Present the following entries again, word for word and in full.
═══
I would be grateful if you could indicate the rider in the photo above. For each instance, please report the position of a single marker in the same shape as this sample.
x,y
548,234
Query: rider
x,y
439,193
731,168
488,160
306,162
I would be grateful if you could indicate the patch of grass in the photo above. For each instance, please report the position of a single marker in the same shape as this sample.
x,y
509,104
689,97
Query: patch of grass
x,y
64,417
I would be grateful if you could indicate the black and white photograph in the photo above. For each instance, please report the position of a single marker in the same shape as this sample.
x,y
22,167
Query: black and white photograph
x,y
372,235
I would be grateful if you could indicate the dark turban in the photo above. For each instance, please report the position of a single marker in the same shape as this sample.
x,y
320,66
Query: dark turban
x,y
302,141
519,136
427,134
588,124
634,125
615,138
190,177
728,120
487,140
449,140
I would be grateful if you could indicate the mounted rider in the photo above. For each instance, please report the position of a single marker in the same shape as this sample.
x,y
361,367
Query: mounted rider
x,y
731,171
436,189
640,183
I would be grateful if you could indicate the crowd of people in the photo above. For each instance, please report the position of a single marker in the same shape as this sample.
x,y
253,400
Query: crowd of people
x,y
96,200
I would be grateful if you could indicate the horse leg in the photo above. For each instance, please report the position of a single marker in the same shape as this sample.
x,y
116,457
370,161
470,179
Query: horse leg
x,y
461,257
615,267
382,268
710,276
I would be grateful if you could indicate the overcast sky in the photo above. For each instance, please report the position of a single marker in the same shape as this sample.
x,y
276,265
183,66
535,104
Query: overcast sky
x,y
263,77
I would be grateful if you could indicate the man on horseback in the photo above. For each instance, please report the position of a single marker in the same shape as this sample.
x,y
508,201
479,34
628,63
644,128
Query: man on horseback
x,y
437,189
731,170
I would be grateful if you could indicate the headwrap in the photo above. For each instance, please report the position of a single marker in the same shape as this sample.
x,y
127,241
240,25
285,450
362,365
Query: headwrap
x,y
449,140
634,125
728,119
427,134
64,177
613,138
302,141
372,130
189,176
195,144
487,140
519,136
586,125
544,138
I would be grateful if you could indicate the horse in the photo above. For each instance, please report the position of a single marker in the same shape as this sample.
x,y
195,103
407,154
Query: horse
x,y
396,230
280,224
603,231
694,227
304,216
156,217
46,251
═══
**RESULT FOR THIS TASK**
I would be grateful if you could indicate the rider in the photo above. For each instance, please report the position of a single marker in the same shape as this sample.
x,y
548,234
Query: rider
x,y
439,193
731,168
488,160
306,162
I would be grateful if you could indicate the patch of grass in the photo above. For each instance, please report the position of a single marker in the same shape as this sample.
x,y
509,104
689,97
Query: patch of grass
x,y
64,417
I would be grateful if you could indicate the black and white photograph in the photo above. For each instance, please report the position of a single marker in the same shape as this sample.
x,y
22,167
Query: black and white photograph
x,y
372,235
I would be grateful if you could indicate the dark turban in the photo above. For each instance, please report the position of a single marker in the same shape as this sample.
x,y
320,66
Query: dark turban
x,y
302,141
519,136
427,134
588,124
634,125
615,138
190,177
728,120
487,140
449,140
I would be grateful if you could indicate the mounted rider in the photo above. For each instance, please report the position of a single marker in the same shape as this sample.
x,y
361,367
Query: mounted rider
x,y
731,171
436,189
640,183
I would be grateful if you could indicate the crowd of people in the photo above. For each instance, please report the position of a single marker in the same shape as this sample.
x,y
253,400
Query: crowd of people
x,y
96,200
I would be grateful if you could indicate the horse leg in the photo above. For each instance, please report the position of a single marker in the same shape as this sample.
x,y
116,457
370,161
470,179
Query: horse leg
x,y
461,257
615,267
382,268
710,276
I would be grateful if you could indicate the overcast sky in the photo above. For each instance, please report the position of a single marker in the same shape as this sample.
x,y
276,265
183,66
535,104
Query: overcast sky
x,y
263,77
I would be grateful if you could indicate the man on horseback in the photo above. For each instance, please report the position of a single marker in the same shape as this sample.
x,y
508,201
479,34
628,63
644,128
Query: man on horseback
x,y
437,189
731,170
I would be grateful if you could indicate the headwrap in the photo above. For each instance, please report the position of a single marker in the same shape as this sample.
x,y
127,241
240,25
285,450
362,365
Query: headwrap
x,y
449,140
634,125
728,119
427,134
64,177
613,138
302,141
372,130
189,176
195,144
487,140
519,136
586,125
544,138
I would be grateful if you could indicate the horse in the photo above. For each instance, please report the position of a single marker in the same shape as this sample.
x,y
195,103
407,154
Query: horse
x,y
396,230
280,224
603,231
694,227
304,216
156,217
46,251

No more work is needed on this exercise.